[Referring expression pointing data]
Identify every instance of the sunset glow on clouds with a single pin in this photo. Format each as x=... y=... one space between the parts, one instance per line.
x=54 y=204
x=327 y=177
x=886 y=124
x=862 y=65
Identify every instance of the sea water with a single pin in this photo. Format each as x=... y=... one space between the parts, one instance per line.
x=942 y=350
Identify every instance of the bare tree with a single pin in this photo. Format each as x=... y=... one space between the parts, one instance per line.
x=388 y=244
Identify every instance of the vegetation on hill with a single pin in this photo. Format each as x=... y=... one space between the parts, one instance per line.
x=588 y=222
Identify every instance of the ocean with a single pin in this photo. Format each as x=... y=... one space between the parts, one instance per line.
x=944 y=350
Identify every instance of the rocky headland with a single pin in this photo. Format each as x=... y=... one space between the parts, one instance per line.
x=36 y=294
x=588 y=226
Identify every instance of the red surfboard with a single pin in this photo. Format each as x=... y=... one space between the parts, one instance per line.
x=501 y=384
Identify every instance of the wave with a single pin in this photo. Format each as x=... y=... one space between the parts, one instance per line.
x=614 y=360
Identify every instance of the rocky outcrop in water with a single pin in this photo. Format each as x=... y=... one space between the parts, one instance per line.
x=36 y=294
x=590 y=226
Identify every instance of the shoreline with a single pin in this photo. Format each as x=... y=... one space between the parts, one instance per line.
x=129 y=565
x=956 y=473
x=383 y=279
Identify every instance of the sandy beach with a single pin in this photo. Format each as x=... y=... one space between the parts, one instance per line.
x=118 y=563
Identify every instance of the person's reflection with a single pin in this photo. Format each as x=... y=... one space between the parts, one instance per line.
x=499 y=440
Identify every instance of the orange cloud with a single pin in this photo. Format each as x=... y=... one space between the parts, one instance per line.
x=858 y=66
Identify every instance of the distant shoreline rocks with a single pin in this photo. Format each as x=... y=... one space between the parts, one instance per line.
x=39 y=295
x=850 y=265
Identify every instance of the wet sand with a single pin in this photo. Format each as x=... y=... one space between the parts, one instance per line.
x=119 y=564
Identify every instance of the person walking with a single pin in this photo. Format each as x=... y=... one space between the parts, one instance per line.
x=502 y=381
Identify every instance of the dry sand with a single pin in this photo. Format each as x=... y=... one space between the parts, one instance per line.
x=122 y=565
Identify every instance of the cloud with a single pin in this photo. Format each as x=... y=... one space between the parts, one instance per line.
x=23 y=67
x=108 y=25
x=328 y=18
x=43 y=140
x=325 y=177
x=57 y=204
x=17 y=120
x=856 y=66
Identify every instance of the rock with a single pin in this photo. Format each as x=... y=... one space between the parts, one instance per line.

Task prompt :: Every record above is to be copied out exactly.

Solution to the problem ::
Identify every instance of the sunset glow on clouds with a single pin in this photo. Format each as x=... y=... one space between the parts, one instance per line.
x=54 y=204
x=327 y=177
x=886 y=124
x=862 y=65
Identify every instance of the sea water with a single pin in this photo. Format each as x=... y=... one space between the parts, one instance per line.
x=942 y=350
Identify every instance of the bare tree with a single pin in this photo. Format each as x=... y=... one space between the parts, one instance per line.
x=388 y=244
Identify every instance of the vegetation on hill with a single pin in this photo. Format each as x=... y=... one space between the parts, one instance per line.
x=588 y=222
Identify every instance of the ocean with a single pin in this photo. Format each as x=... y=... one space between the parts, one instance per line.
x=944 y=350
Identify every instance of the rocky headland with a single pin in this photo. Format each as x=... y=... one space between the parts, one instance per line.
x=36 y=294
x=588 y=226
Identify every instance of the red surfboard with a single pin in this photo. Format each as x=... y=... one space between the parts, one instance per line.
x=501 y=384
Identify every instance of the wave with a single pin in this photo. Format each as x=... y=... one space between the parts, one instance per line.
x=614 y=360
Identify every instance of the rocky outcrop in water with a single pin in this photo. Format each as x=... y=... one space between the parts, one instance per line.
x=36 y=294
x=590 y=226
Identify every instance of the shoreline with a single pin in this photo. Format each as x=... y=... one space between the parts, one instance per line.
x=129 y=565
x=956 y=473
x=383 y=279
Identify every instance of the sandy beach with a single pin in this photo. Format each as x=... y=... one space between the parts, one instance per line.
x=118 y=563
Identify every instance of the person's reflection with a single pin in this photo. Format each as x=... y=... one space between the parts, one instance per line.
x=499 y=440
Identify every instance of the orange cloud with a single pin in this photo. Format each as x=... y=... one space between the parts, one instance per line.
x=858 y=66
Identify every instance of the distant shoreline rocks with a single pin in this photo. Format each as x=... y=... one space between the parts, one instance per line.
x=39 y=295
x=850 y=265
Identify every instance of the wet sand with a single pin in this photo. Format each as x=... y=... one space between the parts, one instance per line.
x=119 y=564
Identify every instance of the person walking with a single pin in this photo. Format each as x=... y=... one space between the parts, one instance per line.
x=502 y=381
Identify every instance of the dry sand with a single pin in this photo. Format each as x=... y=... one space between the parts, one instance per line.
x=122 y=565
Identify every instance of the cloud with a single pin in this photo. Format each as x=... y=... one space between the parts, one instance per line.
x=23 y=67
x=108 y=25
x=328 y=18
x=43 y=140
x=325 y=177
x=57 y=204
x=17 y=120
x=856 y=66
Identify every instance of the rock with a single pin in this photo. Format each as x=... y=... one space between the parts, one instance per line.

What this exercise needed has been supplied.